- TASK TO COMPLETE -
Up to and including the line that contains "11L126 4L116 3V16L127", repeat the entries below exactly from the first line on. Do not carry over any pictures.

- GIVEN INFORMATION -
Content starts
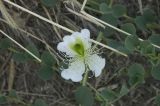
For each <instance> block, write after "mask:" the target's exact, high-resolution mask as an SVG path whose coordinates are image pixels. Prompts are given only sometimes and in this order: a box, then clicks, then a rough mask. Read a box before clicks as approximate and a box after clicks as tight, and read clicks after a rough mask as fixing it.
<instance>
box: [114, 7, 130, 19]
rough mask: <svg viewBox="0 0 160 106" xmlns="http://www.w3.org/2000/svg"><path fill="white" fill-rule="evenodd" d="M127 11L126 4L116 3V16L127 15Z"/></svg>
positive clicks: (114, 12) (115, 7)
mask: <svg viewBox="0 0 160 106" xmlns="http://www.w3.org/2000/svg"><path fill="white" fill-rule="evenodd" d="M126 13H127V9H126V7H125V6H124V5H121V4H115V5H114V6H113V14H114V15H115V16H116V17H121V16H123V15H125V14H126Z"/></svg>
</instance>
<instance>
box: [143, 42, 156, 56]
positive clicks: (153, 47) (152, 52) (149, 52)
mask: <svg viewBox="0 0 160 106" xmlns="http://www.w3.org/2000/svg"><path fill="white" fill-rule="evenodd" d="M140 51H141V53H142V54H153V53H155V48H154V46H153V45H152V44H151V43H150V42H149V41H147V40H145V41H142V42H140Z"/></svg>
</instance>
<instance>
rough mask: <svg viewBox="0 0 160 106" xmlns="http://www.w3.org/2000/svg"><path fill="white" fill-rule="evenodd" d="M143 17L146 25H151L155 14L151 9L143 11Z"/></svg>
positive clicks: (154, 18) (154, 19) (152, 21)
mask: <svg viewBox="0 0 160 106" xmlns="http://www.w3.org/2000/svg"><path fill="white" fill-rule="evenodd" d="M143 17H144V18H145V20H146V22H147V23H152V22H154V21H155V13H154V11H153V10H152V9H146V10H144V13H143Z"/></svg>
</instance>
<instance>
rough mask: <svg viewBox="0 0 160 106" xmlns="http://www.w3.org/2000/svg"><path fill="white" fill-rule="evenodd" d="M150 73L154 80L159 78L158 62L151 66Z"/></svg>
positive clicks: (158, 68)
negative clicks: (155, 64)
mask: <svg viewBox="0 0 160 106" xmlns="http://www.w3.org/2000/svg"><path fill="white" fill-rule="evenodd" d="M151 74H152V76H153V78H155V79H156V80H160V64H158V65H156V66H154V67H153V69H152V71H151Z"/></svg>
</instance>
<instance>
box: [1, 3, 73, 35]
mask: <svg viewBox="0 0 160 106" xmlns="http://www.w3.org/2000/svg"><path fill="white" fill-rule="evenodd" d="M3 1H5V2H7V3H8V4H10V5H12V6H15V7H17V8H19V9H21V10H23V11H25V12H27V13H29V14H32V15H33V16H35V17H37V18H39V19H41V20H43V21H46V22H48V23H50V24H52V25H55V26H57V27H58V28H61V29H63V30H65V31H67V32H70V33H73V32H74V31H72V30H70V29H68V28H66V27H64V26H62V25H60V24H57V23H55V22H53V21H51V20H49V19H47V18H45V17H42V16H41V15H39V14H36V13H34V12H32V11H29V10H27V9H25V8H23V7H22V6H19V5H17V4H15V3H13V2H11V1H9V0H3Z"/></svg>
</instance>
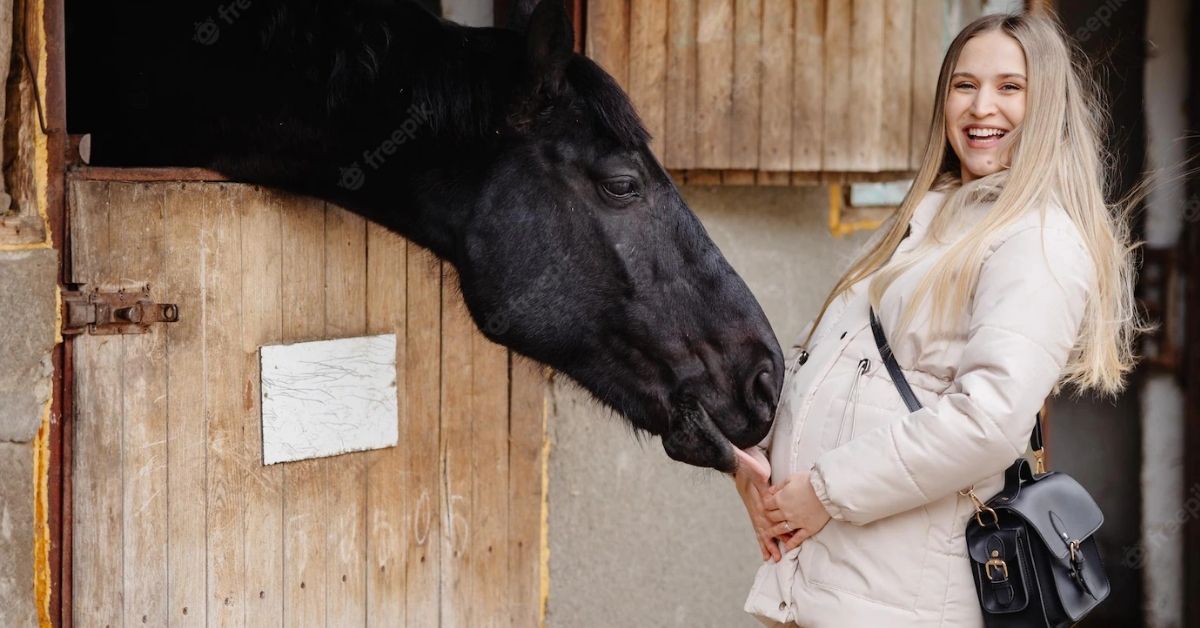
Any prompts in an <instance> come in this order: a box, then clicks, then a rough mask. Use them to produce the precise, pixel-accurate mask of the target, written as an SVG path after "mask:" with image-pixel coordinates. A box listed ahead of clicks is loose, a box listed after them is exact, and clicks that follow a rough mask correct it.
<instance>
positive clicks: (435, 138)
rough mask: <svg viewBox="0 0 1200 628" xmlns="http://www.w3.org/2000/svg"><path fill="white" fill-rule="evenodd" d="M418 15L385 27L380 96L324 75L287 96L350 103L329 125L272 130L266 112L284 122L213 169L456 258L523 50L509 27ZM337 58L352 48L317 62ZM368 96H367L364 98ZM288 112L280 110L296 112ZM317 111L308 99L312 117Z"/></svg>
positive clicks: (268, 125)
mask: <svg viewBox="0 0 1200 628" xmlns="http://www.w3.org/2000/svg"><path fill="white" fill-rule="evenodd" d="M416 11H418V10H416V8H415V7H397V13H396V14H395V16H392V19H389V22H388V28H389V29H390V32H389V35H388V36H389V37H391V40H392V46H391V47H390V49H389V55H388V56H386V58H384V60H383V61H382V62H380V65H379V67H378V68H377V70H376V76H374V77H373V78H374V80H377V82H379V83H380V84H382V85H383V86H382V88H380V86H379V85H374V86H368V88H367V89H361V88H362V83H361V79H362V77H361V76H360V77H355V76H354V74H353V73H350V74H349V76H342V77H330V83H329V84H328V85H326V89H325V90H311V89H307V88H306V85H302V84H298V85H295V89H294V90H287V88H284V90H286V91H284V92H286V94H287V92H288V91H292V92H293V94H313V92H314V91H316V92H317V94H316V95H314V96H310V97H319V98H331V100H337V98H340V97H344V98H347V100H346V101H344V102H340V103H337V104H336V109H335V110H336V112H341V113H338V114H335V115H332V116H329V118H320V116H313V115H310V116H307V119H305V118H306V116H300V119H293V118H287V119H280V120H277V121H274V122H272V120H270V115H284V114H282V113H276V114H269V115H268V120H265V122H266V124H264V120H263V119H262V118H259V119H250V120H247V122H246V124H247V126H252V128H246V132H247V137H253V138H254V142H253V143H252V144H251V143H247V144H244V145H240V146H234V148H233V150H232V151H230V152H228V154H226V155H220V156H218V157H217V159H216V160H215V162H214V167H215V168H216V169H218V171H222V172H224V173H226V174H228V175H230V177H232V178H234V179H239V180H247V181H253V183H260V184H264V185H271V186H275V187H280V189H283V190H288V191H293V192H298V193H304V195H308V196H314V197H318V198H323V199H326V201H330V202H334V203H337V204H340V205H342V207H344V208H347V209H349V210H352V211H354V213H356V214H360V215H362V216H365V217H367V219H370V220H372V221H374V222H378V223H380V225H384V226H386V227H389V228H391V229H392V231H396V232H398V233H401V234H403V235H406V237H407V238H409V239H410V240H413V241H415V243H418V244H420V245H422V246H425V247H427V249H430V250H431V251H433V252H434V253H436V255H437V256H439V257H442V258H445V259H450V261H454V257H455V256H454V251H455V250H456V246H455V243H456V241H457V240H458V234H460V233H461V227H462V225H463V223H464V222H466V220H467V217H468V216H469V211H470V208H472V207H473V205H474V201H475V196H476V195H478V191H479V189H480V186H481V183H482V179H484V177H486V174H487V167H488V163H490V160H491V159H492V156H494V154H496V146H497V140H498V138H497V137H494V126H496V119H497V115H496V112H494V110H491V107H497V106H503V104H504V100H503V98H502V97H500V96H502V95H506V94H508V89H509V85H510V84H511V80H512V78H511V76H510V74H511V73H512V71H514V70H512V68H514V66H515V65H516V64H515V62H514V61H512V59H514V55H516V54H518V53H520V49H521V43H520V37H518V36H517V35H516V34H514V32H510V31H502V30H499V29H468V28H463V26H458V25H455V24H450V23H446V22H440V20H437V19H434V18H432V17H428V16H425V14H418V13H416ZM311 28H319V26H318V25H311ZM286 43H287V42H286ZM337 53H341V54H346V53H347V52H346V50H322V52H319V53H318V54H337ZM354 61H355V59H348V60H347V62H348V64H353V62H354ZM313 62H314V64H319V62H320V60H319V59H317V60H313ZM288 80H292V79H290V78H289V79H288ZM343 90H344V91H343ZM335 91H336V92H335ZM364 94H366V95H370V96H373V98H371V100H368V101H365V102H364V100H362V98H364ZM355 98H358V100H355ZM283 104H284V103H282V102H281V103H280V107H278V109H277V110H278V112H283V110H289V109H294V107H292V108H289V107H283ZM323 104H325V103H320V102H316V101H312V102H308V103H307V109H308V110H320V109H322V107H323ZM364 118H366V119H364ZM298 127H299V128H301V130H302V132H301V133H299V136H300V137H302V140H299V142H302V146H300V145H298V133H296V131H295V128H298Z"/></svg>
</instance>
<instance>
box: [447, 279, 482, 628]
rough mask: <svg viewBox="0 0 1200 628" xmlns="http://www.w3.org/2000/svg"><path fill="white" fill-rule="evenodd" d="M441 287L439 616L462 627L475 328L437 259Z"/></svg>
Content ends
- YOUR RESPONSE -
For each <instance> block, write after "mask:" the target's exact, high-resolution mask as an SVG path whose coordinates are image pixels. Prompts are given only sometimes and in this order: a box, then clicks, then a rough mask. Read a box before clicks as approximate and a box after clicks as tight, and read clicks after a rough mask as fixing it.
<instance>
box: [114, 7, 130, 19]
rough mask: <svg viewBox="0 0 160 106" xmlns="http://www.w3.org/2000/svg"><path fill="white" fill-rule="evenodd" d="M127 11L126 4L116 3V16L127 15Z"/></svg>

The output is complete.